* Belge Bölümü:
* * * *

Borsayı 2008 yılında ABD mortgage krizi ile tanımıştım.

Bir arkadaşım cafeme gelip,aslında tam borsaya giriş zamanı demişti.

Gerçekten öyle miydi.

Kendisi üniversite de iktisat okuyordu.

Tabiki borsa denince kumar akla gelirdi,batan bankalar,şirketler ve iflaslar ile borsaya güvenirlilik azalmıştı.

Bir gün bir akraba cenazesinde,abim borsayı anlattığında tekrar düşündüm ve iş Bankası’ndan kendime yeni bir hesap açtım.

Tabii ki bir yandan sanayide çalışıyorum bir yandan aldığım maaşla ufak ufak da tasarruf ediyordum.

2016 yılında borsaya başlamıştım.

Yaşım 34'dü iki çocuk babasıydım.

Maaşımdan kalan birikimle tasarruf etmek gerçekten de çok zordu, 2016 yılı bittiğinde 2017 yılına kadar borsa yükselişte devam etti.

Tabi o zamanlar borsada yabancı oranın %64 60 civarındaydı.

Ereğli tahtası yan tahta gibi %5 yükseliyor bir anda eksi yakıyordu.

Tavan taban marj %20 olarak devam ediyordu.

Türkiye en ufak yurtdışı olaylarında borsa çok kötü etkileniyordu.

İlk aldığım hisse soda hissesiydi.

Abim bana borsada ender olan sektöründe lider ve surekliligi olan bir hisseyialmamı söylemişti,örnek olarak soda hissesi demişti.

Önceliğim birikim yapmak ve borsayı anlamaktı.

* * * *

* Verilen Bilgiler:

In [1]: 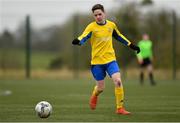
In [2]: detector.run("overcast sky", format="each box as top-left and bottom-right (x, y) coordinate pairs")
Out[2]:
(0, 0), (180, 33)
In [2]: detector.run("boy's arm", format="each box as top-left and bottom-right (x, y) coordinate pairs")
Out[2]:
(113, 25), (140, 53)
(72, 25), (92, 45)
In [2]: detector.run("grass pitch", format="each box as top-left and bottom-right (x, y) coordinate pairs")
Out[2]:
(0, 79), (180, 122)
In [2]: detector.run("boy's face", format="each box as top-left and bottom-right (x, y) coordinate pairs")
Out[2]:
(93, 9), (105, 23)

* * * *

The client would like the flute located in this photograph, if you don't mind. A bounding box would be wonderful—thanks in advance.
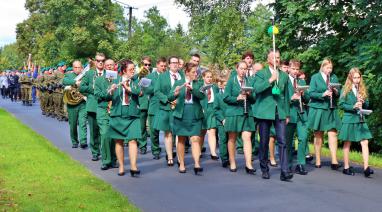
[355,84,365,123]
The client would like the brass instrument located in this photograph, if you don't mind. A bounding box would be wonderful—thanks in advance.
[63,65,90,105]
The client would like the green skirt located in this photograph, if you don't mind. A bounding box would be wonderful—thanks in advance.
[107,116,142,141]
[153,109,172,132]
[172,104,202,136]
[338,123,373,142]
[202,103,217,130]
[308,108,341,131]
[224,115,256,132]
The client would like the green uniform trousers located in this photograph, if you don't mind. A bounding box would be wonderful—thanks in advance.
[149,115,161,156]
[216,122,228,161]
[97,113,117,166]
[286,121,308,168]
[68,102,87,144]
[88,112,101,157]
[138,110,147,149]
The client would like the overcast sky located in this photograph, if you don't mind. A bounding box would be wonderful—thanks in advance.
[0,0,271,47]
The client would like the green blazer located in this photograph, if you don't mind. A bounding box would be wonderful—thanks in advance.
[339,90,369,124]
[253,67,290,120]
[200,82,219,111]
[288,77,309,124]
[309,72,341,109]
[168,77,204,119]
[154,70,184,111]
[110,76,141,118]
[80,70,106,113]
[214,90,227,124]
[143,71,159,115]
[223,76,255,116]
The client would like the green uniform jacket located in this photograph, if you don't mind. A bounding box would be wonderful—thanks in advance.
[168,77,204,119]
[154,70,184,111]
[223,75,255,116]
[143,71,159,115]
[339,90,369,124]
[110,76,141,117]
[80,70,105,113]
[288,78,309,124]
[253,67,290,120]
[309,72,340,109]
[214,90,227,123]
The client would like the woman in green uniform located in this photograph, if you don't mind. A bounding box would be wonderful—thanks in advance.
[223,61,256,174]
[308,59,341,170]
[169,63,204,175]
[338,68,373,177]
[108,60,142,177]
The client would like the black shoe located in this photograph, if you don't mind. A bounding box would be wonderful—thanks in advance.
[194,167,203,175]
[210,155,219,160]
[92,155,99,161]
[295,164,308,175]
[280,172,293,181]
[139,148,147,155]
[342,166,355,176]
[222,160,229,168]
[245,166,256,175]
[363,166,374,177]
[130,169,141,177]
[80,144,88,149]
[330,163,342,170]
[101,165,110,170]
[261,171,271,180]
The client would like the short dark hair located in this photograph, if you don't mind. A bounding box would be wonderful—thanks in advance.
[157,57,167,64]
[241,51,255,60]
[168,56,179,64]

* * * *

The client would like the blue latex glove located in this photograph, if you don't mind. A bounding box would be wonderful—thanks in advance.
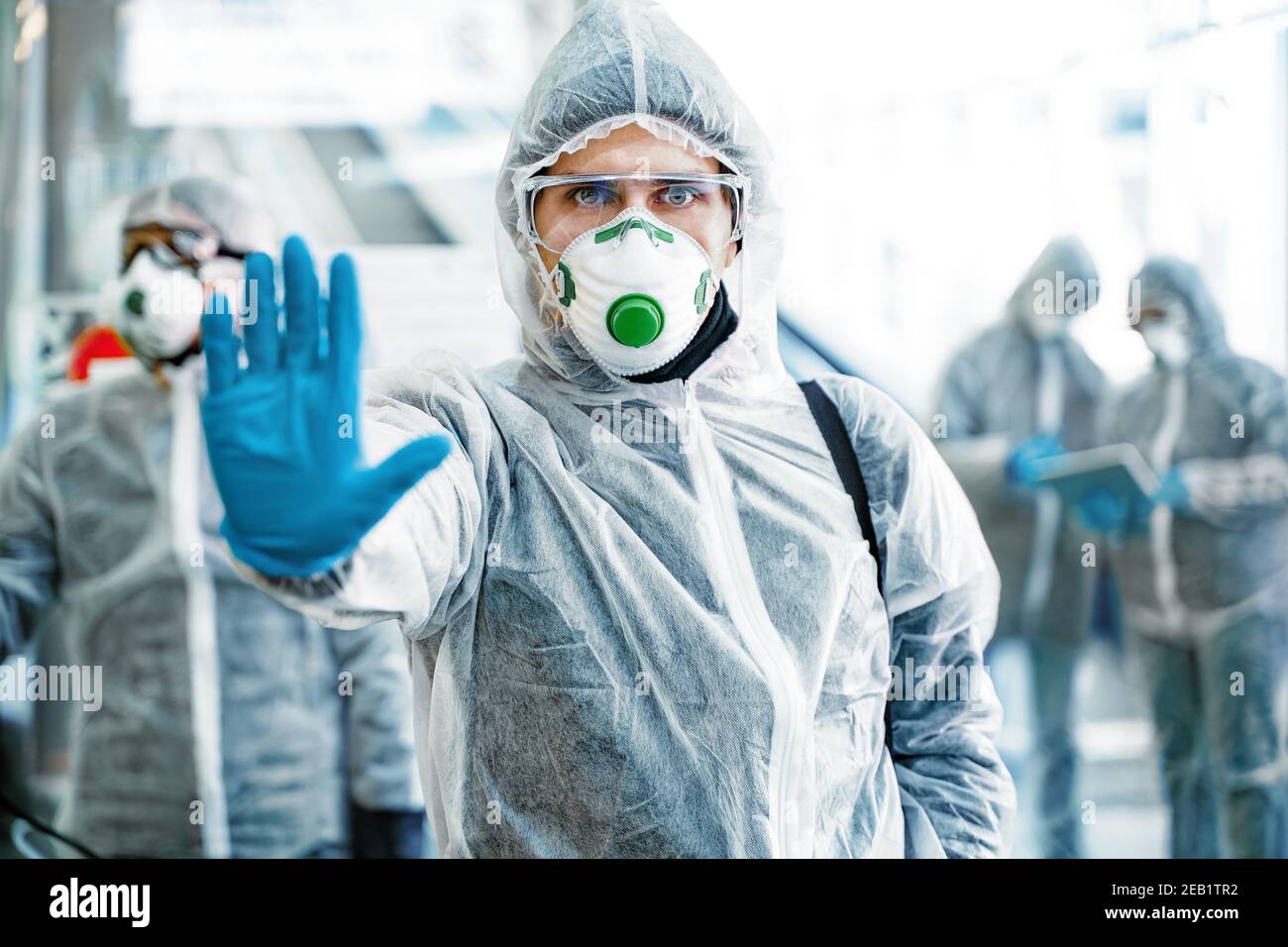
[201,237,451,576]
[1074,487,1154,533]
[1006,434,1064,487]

* * * *

* Ne İsteniyor: Borsaya girişi anlatan metni son cümlesinden sonra sürdürün. Yukarıdaki satırlar metinle ilgisi olmayan ayrı bir malzemedir.

* Cevap Bölümü:
2017 borsanın zirvesiydi, 2018 yılına geldiğinde borsa ayı piyasasına girmişti.

Hisseler ABD mortgage krizi ve rahip Brunson sebebi düşmeye başlamıştı.

Portföyüm büyük olmasa bile bu düşler gerçekten çok derin ve can sıkıcıydı.

Düşüşler uzun süre devam ediyor ve ne zaman sonlanacağı bilinmiyordu.

Bu süre boyunca ben sürekli birikime devam ettim bir yandan hisseleri izliyor bir yandan ufak ufak birikimlerime devam ediyordum.

İş yerinde kulaklıkla borsa hakkında bilgiler ediniyor ve videolar izliyordum.

Bir çok sesli kitap dinledim.

Sürekli eski ve yeni çıkan borsa kitaplarını alıp okuyordum.

En son aldım ve okuduğum kitap şant Manukyan "global piyasalar"kitabıydı.

Babil’in en zengin adamı kitabında anlatıldığı gibi bir insan 30 gün boyunca çalışıyordu.

Aldığı maaşı yüzde kaçını kendine harcıyordu.

Bu fikir 600 yıl önce yazılmış bir kitap içinde anlatılıyordu.

İnsanlar maaşlarını alır ve kendisine ayakkabı alır Nike Adidas markalarına para harcar veya bir kahve içmek için Starbucks gider.

Peki 30 gün boyunca çalışır ve aldığı para karşılığında neden başka markaları zengin eder.

İşte bu Mottoyla birikim yapmaya devam ettim.

Zengin baba yoksul baba kitabıyla, edindiğim bilgiler üstüne bilgi ekledim.

Bir araba alarak sürekli taksit ödeyerek, her ay cebimden para vererek bütçemi zorlamaktansa,

,toplu taşımayla işe gidip gelmek daha mantıklıydı.

parayla varlık almak mı yoksa yükümlülük almak mı.

Her kitap bir bilgi verdi, bu bilgiler işlendi hayat tecrübem de yol gösterici oldu.

2020 yılına kadar borsa da derin düşüşler oldu

2020 yılında kendime oturacak bir ev aldım ikinci el, Böylelikle kira vermekten kurtuldum.

Portföyü tekrar büyütmeye çalıştım.

Artık daha tecrübeli daha deneyimli ve daha bilgiliydim.

Bu blokta bundan sonra yaşadığım deneyimler ve tecrübeleri anlatacağım.

Çevremde arkadaşlarımın yaşadığı hisse alım satım tecrübelerini paylaşacağım.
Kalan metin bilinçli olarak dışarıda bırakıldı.